─── 阅读节选

拿到域名建立连接之后,需要进行dns解析,一般dns解析都会设置cache时间,例如5分钟,但是为了防止绑死在某个主机上,都不会永久cache,所以dns解析不可避免,然而dns解析的时间控制除了本身将这个过程异步化外并未提供任何可以设置的时间参数。

2.1 堆栈错误:

Caused by: java.net.UnknownHostException: nebulaik.webex.com.cn: Temporary failure in name resolution
        at java.net.Inet4AddressImpl.lookupAllHostAddr(Native Method)
        at java.net.InetAddress$2.lookupAllHostAddr(InetAddress.java:928)
        at java.net.InetAddress.getAddressesFromNameService(InetAddress.java:1323)
        at java.net.InetAddress.getAllByName0(InetAddress.java:1276)
        at java.net.InetAddress.getAllByName(InetAddress.java:1192)
        at java.net.InetAddress.getAllByName(InetAddress.java:1126)
        at com.webex.dsagent.client.http.DSADnsResolver.resolve(DSADnsResolver.java:24)
        at org.apache.http.impl.conn.DefaultHttpClientConnectionOperator.connect(DefaultHttpClientConnectionOperator.java:111)
        at org.apache.http.impl.conn.PoolingHttpClientConnectionManager.connect(PoolingHttpClientConnectionManager.java:353)

──────
─── 数据摘录

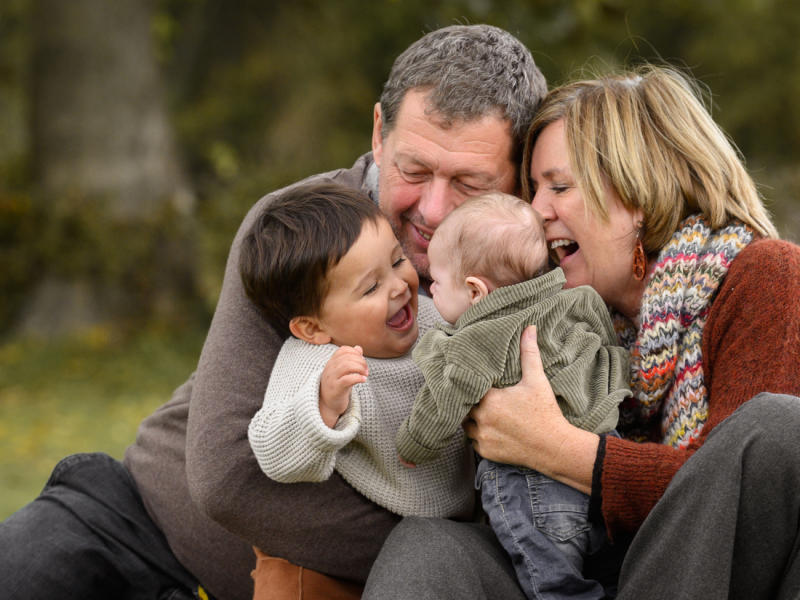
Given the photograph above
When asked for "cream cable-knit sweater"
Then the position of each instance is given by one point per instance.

──────

> 待做任务:
**1.** 在DNS解析节选中,DNS解析的cache时间举了什么例子?
**2.** 请照录DNS解析节选中的一段:从含有“拿到域名建立连接之后,需要进”的词句开始,到“at java.net.InetAddress.getAllByName0(InetAddress.java:1276)”结束。
**3.** 将DNS解析节选中以“拿到域名建立连接之后”开头的段落改写成简短的要点列表,保留主要事实。
上面的数据行取自另一来源。

> 练习答案:
**1.** 例如5分钟。

**2.**
拿到域名建立连接之后,需要进行dns解析,一般dns解析都会设置cache时间,例如5分钟,但是为了防止绑死在某个主机上,都不会永久cache,所以dns解析不可避免,然而dns解析的时间控制除了本身将这个过程异步化外并未提供任何可以设置的时间参数。

2.1 堆栈错误:

Caused by: java.net.UnknownHostException: nebulaik.webex.com.cn: Temporary failure in name resolution
        at java.net.Inet4AddressImpl.lookupAllHostAddr(Native Method)
        at java.net.InetAddress$2.lookupAllHostAddr(InetAddress.java:928)
        at java.net.InetAddress.getAddressesFromNameService(InetAddress.java:1323)
        at java.net.InetAddress.getAllByName0(InetAddress.java:1276)

**3.**
- 拿到域名、建立连接之后需要进行DNS解析。
- DNS解析一般会设置cache时间,例如5分钟。
- 为防止绑死在某个主机上,不会永久cache,因此DNS解析不可避免。
- 除了将解析过程异步化之外,DNS解析没有提供任何可以设置的时间参数来控制解析时间。